++++ SOURCE TEXT

Kerry’s perspective is clear: the only way to manage a campus of this scale is to treat it as a small city. Academic buildings, student residences, laboratories, sports facilities, theatres, and infrastructure networks are all interdependent. The complexity lies not just in the number of assets, but in how they interact, and in the consequences when they don’t.
Higher education also presents challenges that transport and venue environments do not. Kerry had not managed residential accommodation before joining Warwick. The responsibility of making students feel safe and at home added a dimension that required a genuine shift in perspective.
Building Asset Visibility Across a 710-Acre Estate
When Kerry joined the University of Warwick, her first priority was understanding what the estate actually owned, its condition, its criticality, and how its assets interacted with each other.
She approached this through three parallel activities: achieving asset visibility, assuring statutory compliance, and engaging directly with her maintenance team. No desktop review alone was sufficient. Getting out across the estate, walking through buildings with faculty members, and understanding the research happening inside each facility was essential. An asset that might appear low-priority on a spreadsheet could turn out to be critical infrastructure supporting externally funded research.
Her maintenance team, with deep institutional knowledge of how buildings behave, where faults recur, and where risks lie, was treated as a primary source of intelligence from day one. The goal in those first months was not to change everything immediately, but to build a clear and honest picture of the estate and create confidence in a direction of travel.
Maintaining a Major Campus on a Constrained Budget
Like every university in the sector, the University of Warwick operates under real financial constraints. Kerry’s approach to budget prioritisation is built on three lenses, applied in sequence: safety and compliance first, operational resilience second, and student and academic experience third.
Within those parameters, strong asset lifecycle management becomes the mechanism for stretching investment further. The goal is not to spend as much as possible, but to spend intellectually, identifying which assets can be sweated further and which represent unacceptable risk if left without intervention. As Kerry puts it, good maintenance is not about spending money; it is about spending it in the right places.
Asset Lifecycle Management: Repair, Refurbish, or Replace?
One of Kerry’s core areas of focus at Warwick is shifting the maintenance team’s thinking from task completion to asset lifecycle strategy. Rather than defaulting to replacement, the question she asks is always: can this asset be repaired, refurbished, or repurposed sustainably?
The decision-making framework she applies draws on asset history, maintenance records, failure trends, and criticality ratings. High value does not automatically mean high priority for replacement. What matters is whether an asset, at its current condition, is impeding research, impairing teaching, or creating compliance risk. Without that data, decisions become reactive, and the operation becomes less efficient.
Data quality underpins everything. If an engineer replaces a component but does not update the system record, a gap is created that compounds over time. Kerry is direct about this: capturing asset data accurately and consistently is a professional engineering discipline, not an administrative burden.

++++++++
++++ DATA

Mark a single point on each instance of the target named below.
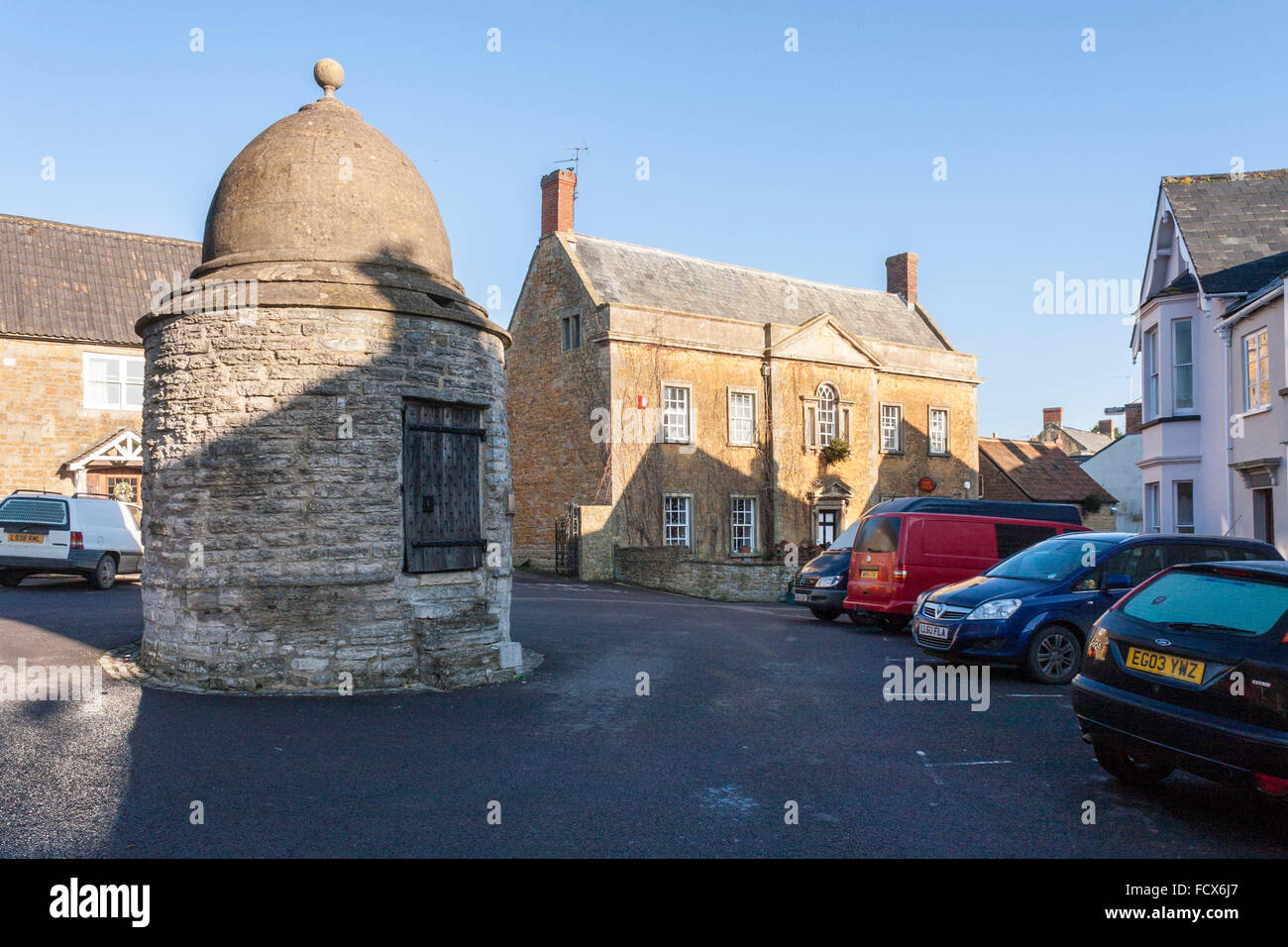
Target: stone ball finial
(330, 75)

++++++++

- [EXERCISE INSTRUCTIONS]
1) Summarize the article on Kerry's work at Warwick in two sentences.
2) In the article on Kerry's work at Warwick, what kind of responsibility had Kerry not managed before joining the university?

- [EXERCISE RESPONSES]
1) Kerry treats the University of Warwick's 710-acre campus as a small city. She began by building asset visibility, assuring statutory compliance, and drawing on her maintenance team's knowledge, then set budget priorities of safety and compliance first, operational resilience second, and student and academic experience third, using asset lifecycle management and accurate data to decide whether assets should be repaired, refurbished, or replaced.

2) Residential accommodation.